__DIRECTIONS FOR THIS TASK__: Find each row below that contains the string "soil" and copy those rows out in full. The match is case-sensitive.

__Data rows__:
************

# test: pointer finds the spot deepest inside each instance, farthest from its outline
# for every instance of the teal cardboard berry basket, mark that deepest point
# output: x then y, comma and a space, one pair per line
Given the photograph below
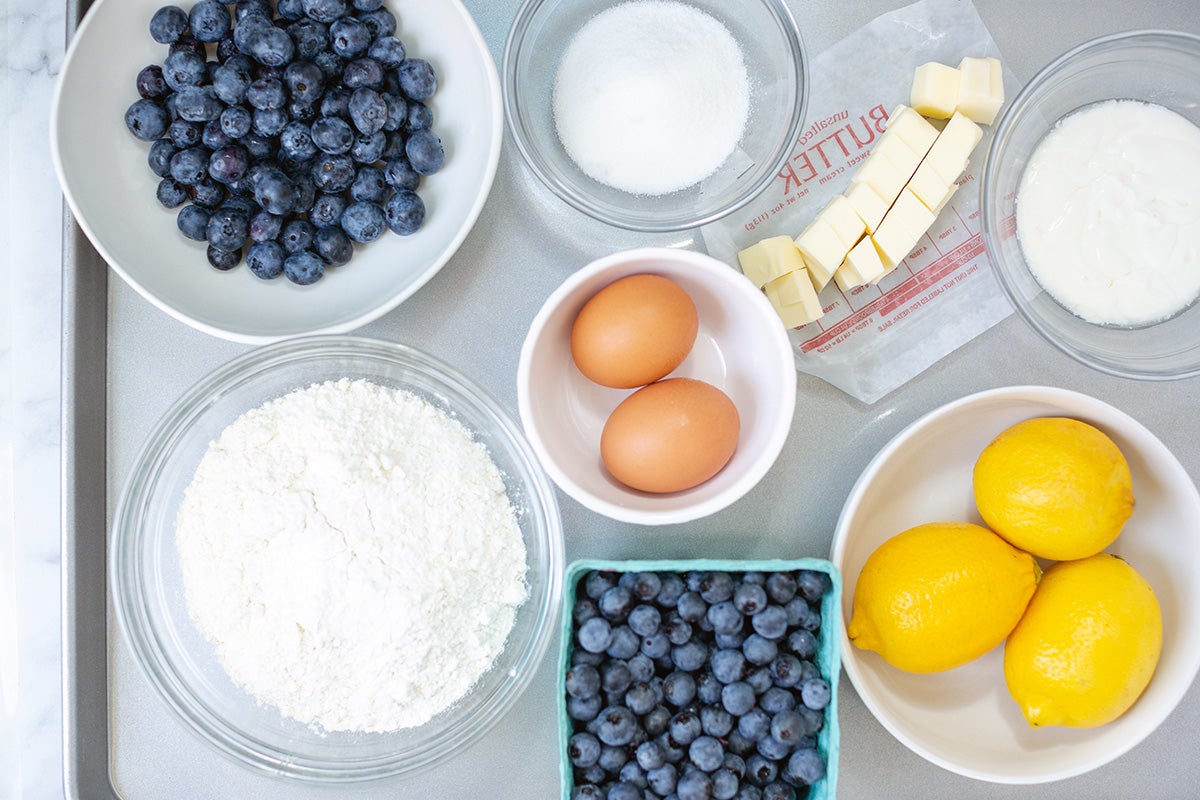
827, 660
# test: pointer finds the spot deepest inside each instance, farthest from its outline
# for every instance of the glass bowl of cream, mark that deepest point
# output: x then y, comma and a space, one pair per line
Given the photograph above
1091, 204
654, 116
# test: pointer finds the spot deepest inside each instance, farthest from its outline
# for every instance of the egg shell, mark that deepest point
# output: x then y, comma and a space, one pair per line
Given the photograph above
634, 331
670, 435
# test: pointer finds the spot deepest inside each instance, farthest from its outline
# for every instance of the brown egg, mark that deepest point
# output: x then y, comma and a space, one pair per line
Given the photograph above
670, 435
634, 331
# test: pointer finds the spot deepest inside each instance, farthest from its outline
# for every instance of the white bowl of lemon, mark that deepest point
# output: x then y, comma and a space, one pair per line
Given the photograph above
967, 693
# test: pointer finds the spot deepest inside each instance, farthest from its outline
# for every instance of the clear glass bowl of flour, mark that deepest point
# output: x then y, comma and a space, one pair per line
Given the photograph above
1157, 67
183, 666
775, 62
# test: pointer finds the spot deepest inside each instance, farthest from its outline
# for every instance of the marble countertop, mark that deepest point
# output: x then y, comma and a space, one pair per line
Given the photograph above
30, 338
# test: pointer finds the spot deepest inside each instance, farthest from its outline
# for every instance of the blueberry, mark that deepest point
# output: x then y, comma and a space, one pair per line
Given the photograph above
159, 158
209, 20
425, 152
388, 50
228, 163
198, 103
761, 771
595, 635
694, 786
616, 726
184, 68
193, 222
760, 650
749, 597
771, 623
715, 721
417, 78
327, 211
151, 84
334, 173
583, 709
804, 768
813, 585
583, 749
228, 228
147, 120
379, 22
305, 82
265, 259
235, 121
684, 727
223, 259
729, 666
190, 166
264, 226
168, 24
737, 697
324, 11
363, 73
369, 149
310, 37
816, 693
304, 268
349, 37
331, 134
334, 246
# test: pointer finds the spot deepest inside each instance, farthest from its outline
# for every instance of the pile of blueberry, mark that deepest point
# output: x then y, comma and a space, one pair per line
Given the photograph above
696, 685
307, 131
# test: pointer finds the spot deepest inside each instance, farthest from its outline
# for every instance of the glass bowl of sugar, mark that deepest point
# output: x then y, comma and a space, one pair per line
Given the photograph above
336, 560
1091, 204
655, 115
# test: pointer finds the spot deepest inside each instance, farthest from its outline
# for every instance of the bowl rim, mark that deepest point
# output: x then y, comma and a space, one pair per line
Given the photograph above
780, 427
1039, 394
513, 47
132, 600
496, 136
987, 204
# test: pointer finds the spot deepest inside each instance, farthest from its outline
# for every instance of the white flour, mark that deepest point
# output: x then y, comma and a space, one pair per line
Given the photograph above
352, 554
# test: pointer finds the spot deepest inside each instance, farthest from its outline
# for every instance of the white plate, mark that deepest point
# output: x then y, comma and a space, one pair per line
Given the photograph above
964, 720
111, 190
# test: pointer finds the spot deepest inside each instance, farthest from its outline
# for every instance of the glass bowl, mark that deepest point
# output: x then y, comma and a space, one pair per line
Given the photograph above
1152, 66
183, 666
778, 67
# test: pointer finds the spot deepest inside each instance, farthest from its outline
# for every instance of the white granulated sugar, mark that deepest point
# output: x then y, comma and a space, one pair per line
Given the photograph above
352, 554
651, 96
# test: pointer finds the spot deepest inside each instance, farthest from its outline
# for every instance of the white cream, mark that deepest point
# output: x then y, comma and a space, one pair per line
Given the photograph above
1108, 212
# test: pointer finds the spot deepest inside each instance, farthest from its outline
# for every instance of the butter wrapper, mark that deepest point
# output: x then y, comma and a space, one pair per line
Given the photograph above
874, 338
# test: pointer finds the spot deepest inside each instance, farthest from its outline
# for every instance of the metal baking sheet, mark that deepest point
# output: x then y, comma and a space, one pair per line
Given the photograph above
125, 362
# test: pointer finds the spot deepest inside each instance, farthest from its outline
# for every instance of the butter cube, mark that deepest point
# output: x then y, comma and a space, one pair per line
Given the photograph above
868, 204
949, 155
795, 299
912, 128
768, 259
823, 251
863, 265
981, 89
935, 90
906, 222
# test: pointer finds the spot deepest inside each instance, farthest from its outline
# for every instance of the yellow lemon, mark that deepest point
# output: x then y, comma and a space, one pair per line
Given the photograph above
1055, 487
940, 595
1087, 644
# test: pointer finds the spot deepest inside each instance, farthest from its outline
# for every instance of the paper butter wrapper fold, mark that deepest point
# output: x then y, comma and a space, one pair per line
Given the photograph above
874, 338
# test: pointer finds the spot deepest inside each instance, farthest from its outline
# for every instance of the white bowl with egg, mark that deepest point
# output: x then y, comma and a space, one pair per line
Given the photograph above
741, 348
964, 720
149, 572
1157, 67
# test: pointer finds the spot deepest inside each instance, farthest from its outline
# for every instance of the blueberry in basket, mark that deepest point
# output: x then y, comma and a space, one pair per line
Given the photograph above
699, 684
286, 133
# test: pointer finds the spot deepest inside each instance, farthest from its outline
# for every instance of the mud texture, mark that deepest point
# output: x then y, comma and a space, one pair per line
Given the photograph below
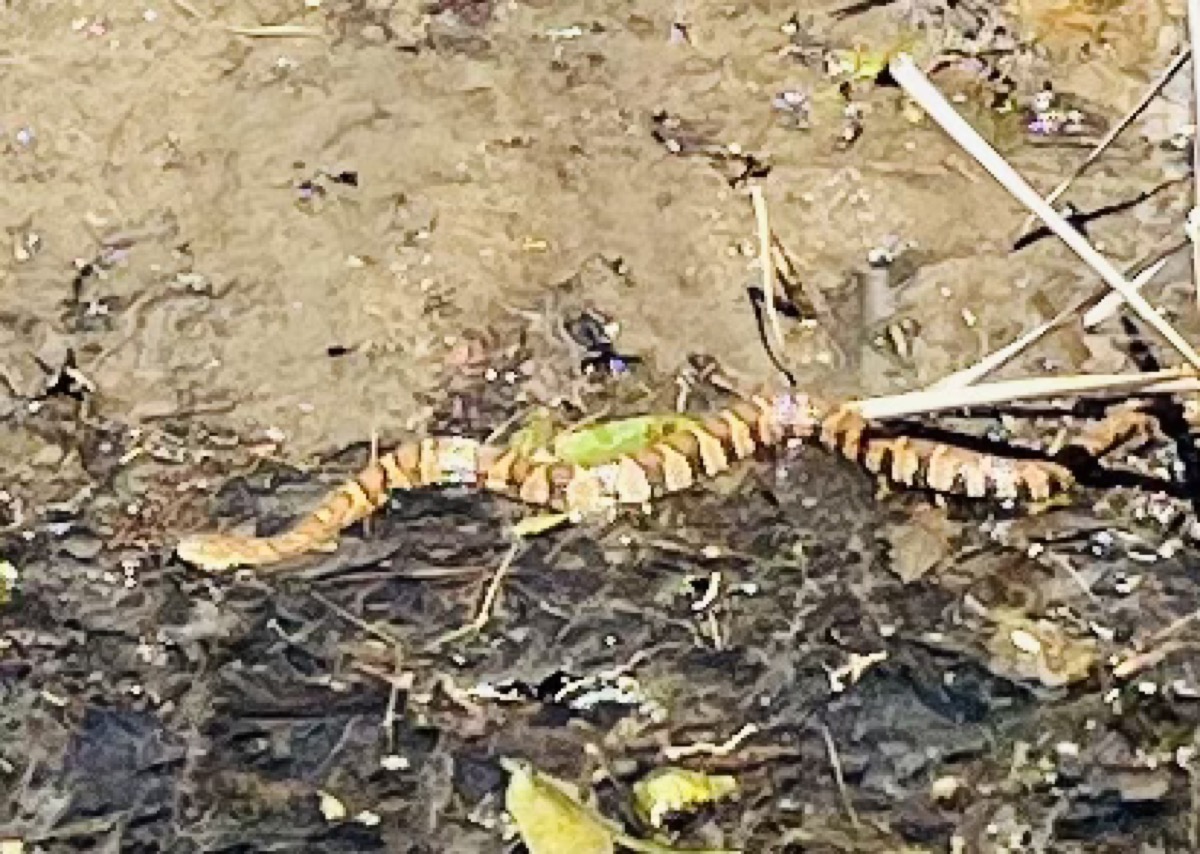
235, 260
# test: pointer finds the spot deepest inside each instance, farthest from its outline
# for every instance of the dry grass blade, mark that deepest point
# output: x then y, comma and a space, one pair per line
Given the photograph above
997, 359
1113, 301
276, 31
768, 265
1194, 36
990, 394
1110, 137
921, 90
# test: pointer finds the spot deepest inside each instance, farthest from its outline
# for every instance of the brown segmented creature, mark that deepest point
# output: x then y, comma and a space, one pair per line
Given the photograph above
672, 463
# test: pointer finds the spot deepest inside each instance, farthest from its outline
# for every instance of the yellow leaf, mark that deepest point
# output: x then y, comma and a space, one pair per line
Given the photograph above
676, 789
533, 525
552, 821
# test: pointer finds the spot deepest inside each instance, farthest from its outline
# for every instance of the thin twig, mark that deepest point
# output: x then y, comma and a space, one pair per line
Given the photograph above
1113, 301
1110, 137
383, 635
919, 89
1194, 37
1007, 391
485, 608
1158, 647
835, 762
767, 262
997, 359
371, 463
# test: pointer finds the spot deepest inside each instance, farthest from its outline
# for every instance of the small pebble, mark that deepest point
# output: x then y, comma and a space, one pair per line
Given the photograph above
82, 546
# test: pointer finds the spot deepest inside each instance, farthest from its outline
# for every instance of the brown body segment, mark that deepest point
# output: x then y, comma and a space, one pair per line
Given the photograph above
672, 463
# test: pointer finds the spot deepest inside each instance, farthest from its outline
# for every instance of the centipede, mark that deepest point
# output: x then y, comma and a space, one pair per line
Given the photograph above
678, 459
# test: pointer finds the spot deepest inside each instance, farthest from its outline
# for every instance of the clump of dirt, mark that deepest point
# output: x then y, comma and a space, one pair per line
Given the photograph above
235, 263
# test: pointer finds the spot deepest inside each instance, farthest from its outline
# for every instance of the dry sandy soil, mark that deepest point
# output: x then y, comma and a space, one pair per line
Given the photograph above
233, 259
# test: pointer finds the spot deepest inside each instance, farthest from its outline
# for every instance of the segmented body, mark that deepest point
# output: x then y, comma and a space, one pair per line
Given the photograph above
667, 463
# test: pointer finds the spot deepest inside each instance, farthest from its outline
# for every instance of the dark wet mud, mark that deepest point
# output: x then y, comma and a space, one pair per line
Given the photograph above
238, 260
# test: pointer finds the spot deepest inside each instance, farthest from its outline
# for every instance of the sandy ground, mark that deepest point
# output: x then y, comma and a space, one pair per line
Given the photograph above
289, 240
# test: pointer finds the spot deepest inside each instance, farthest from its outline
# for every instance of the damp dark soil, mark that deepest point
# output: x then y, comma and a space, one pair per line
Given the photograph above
238, 259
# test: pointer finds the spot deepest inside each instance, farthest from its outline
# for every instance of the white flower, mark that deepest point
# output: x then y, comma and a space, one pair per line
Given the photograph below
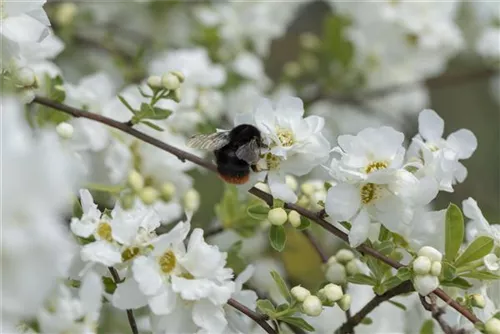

************

__FULL SOLUTION__:
# for every instance of the dry sandy soil, mark that deepest point
# for every instance of the damp dark soil, mark that deepest point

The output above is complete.